REQUIRED WORK »
Return every line in the rows below that contains the string "gold", matching case exactly.

══════════════════════════════

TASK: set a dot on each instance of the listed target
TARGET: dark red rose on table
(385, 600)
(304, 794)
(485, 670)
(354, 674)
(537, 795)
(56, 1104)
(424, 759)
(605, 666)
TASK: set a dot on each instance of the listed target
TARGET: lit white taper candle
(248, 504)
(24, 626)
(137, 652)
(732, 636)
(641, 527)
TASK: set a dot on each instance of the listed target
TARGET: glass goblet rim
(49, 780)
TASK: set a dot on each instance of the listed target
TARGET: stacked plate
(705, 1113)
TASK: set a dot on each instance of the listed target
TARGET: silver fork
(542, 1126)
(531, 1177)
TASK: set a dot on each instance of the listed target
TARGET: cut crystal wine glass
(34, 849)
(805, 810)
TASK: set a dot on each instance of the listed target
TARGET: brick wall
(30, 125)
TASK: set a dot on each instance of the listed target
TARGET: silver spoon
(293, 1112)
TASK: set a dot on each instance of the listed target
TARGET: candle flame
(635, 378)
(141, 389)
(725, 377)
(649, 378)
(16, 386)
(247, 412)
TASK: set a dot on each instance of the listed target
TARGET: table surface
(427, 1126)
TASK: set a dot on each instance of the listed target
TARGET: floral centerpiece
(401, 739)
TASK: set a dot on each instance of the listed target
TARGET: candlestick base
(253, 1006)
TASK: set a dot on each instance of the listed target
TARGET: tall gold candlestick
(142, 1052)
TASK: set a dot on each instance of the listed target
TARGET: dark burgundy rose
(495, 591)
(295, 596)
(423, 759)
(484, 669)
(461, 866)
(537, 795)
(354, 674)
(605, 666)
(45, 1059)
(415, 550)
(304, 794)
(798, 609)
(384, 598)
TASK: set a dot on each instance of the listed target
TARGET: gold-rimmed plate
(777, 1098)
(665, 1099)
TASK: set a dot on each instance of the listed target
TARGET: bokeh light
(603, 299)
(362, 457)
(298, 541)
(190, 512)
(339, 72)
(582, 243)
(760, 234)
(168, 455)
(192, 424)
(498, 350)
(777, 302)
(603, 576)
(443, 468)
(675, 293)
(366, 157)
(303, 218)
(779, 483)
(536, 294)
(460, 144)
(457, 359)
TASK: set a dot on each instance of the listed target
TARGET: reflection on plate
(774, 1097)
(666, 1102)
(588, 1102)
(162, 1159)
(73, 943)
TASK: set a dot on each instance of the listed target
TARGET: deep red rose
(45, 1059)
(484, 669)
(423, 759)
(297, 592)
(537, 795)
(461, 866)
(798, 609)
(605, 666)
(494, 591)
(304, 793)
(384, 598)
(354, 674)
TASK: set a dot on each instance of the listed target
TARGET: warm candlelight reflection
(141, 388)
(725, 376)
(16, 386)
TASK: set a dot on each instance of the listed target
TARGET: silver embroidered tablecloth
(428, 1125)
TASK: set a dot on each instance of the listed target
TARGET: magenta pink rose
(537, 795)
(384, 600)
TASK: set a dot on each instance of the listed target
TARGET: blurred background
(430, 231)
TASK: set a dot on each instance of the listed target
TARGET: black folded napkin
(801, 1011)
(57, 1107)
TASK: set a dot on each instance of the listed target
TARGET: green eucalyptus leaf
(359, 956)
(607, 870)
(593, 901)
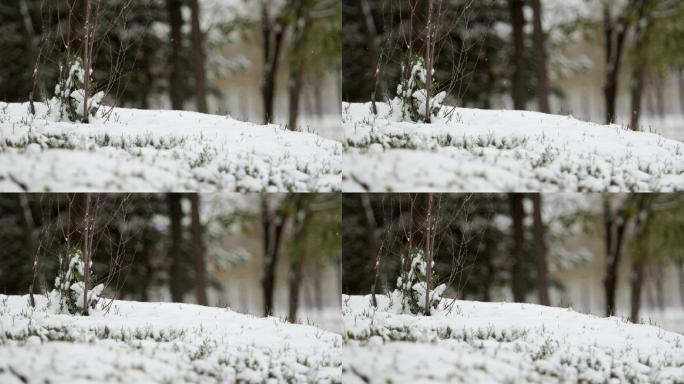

══════════════════════════════

EXERCISE RESULT »
TARGET: tall gold candlestick
TARGET: gold-rimmed plate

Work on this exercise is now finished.